Records shown —
—————
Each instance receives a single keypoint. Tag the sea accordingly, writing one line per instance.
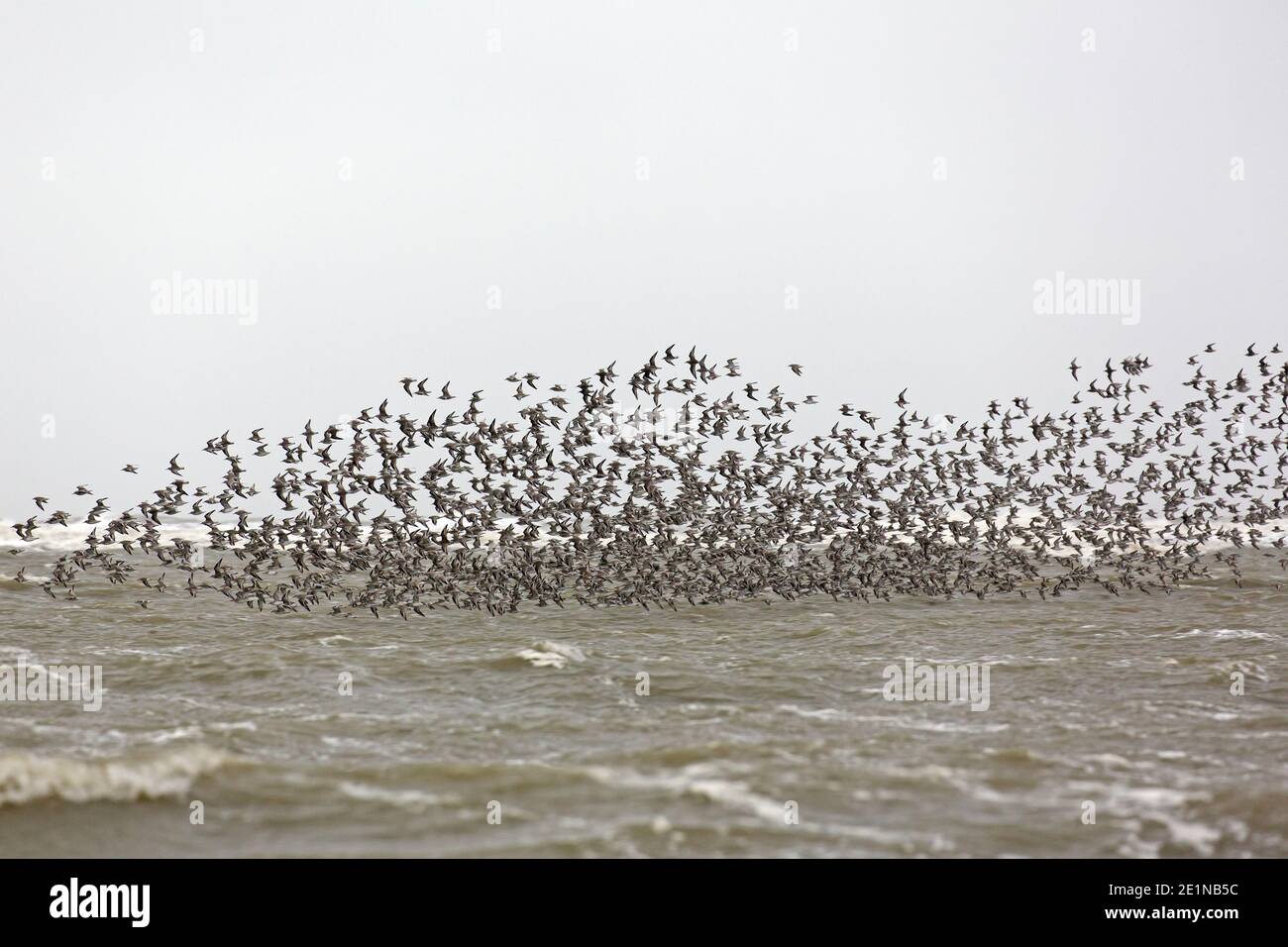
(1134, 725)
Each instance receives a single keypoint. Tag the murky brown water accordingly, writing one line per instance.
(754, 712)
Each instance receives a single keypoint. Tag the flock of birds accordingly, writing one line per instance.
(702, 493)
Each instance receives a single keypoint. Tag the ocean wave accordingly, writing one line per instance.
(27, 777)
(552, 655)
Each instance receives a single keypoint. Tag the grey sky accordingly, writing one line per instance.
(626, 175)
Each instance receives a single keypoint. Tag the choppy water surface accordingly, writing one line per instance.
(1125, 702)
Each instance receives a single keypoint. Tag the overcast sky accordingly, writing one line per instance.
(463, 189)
—————
Repeat the listing in full and exactly. Do not include any images.

Task response —
Each instance receives a single keypoint. Tag the sea accordingly, writing one line per instance.
(1134, 725)
Each instance receives a single keypoint. Tag the murky brown water accordingly, writing one line per instance.
(754, 712)
Each instance receives a single keypoint. Tag the flock of birds accordingly, writing one line per instance.
(702, 493)
Each instance receives a single keypoint. Tag the ocean wave accordingly, writing one line per instance.
(27, 777)
(552, 655)
Each instance receives a single keypoint. Tag the grey sky accordingly, writing one line per instance.
(626, 175)
Each instance receives a single keypoint. Tag the choppy water surface accordingly, writing one line per instance.
(1125, 702)
Each instance receives a single keypoint. Tag the overcast sky accordingly, writing one line per instance.
(463, 189)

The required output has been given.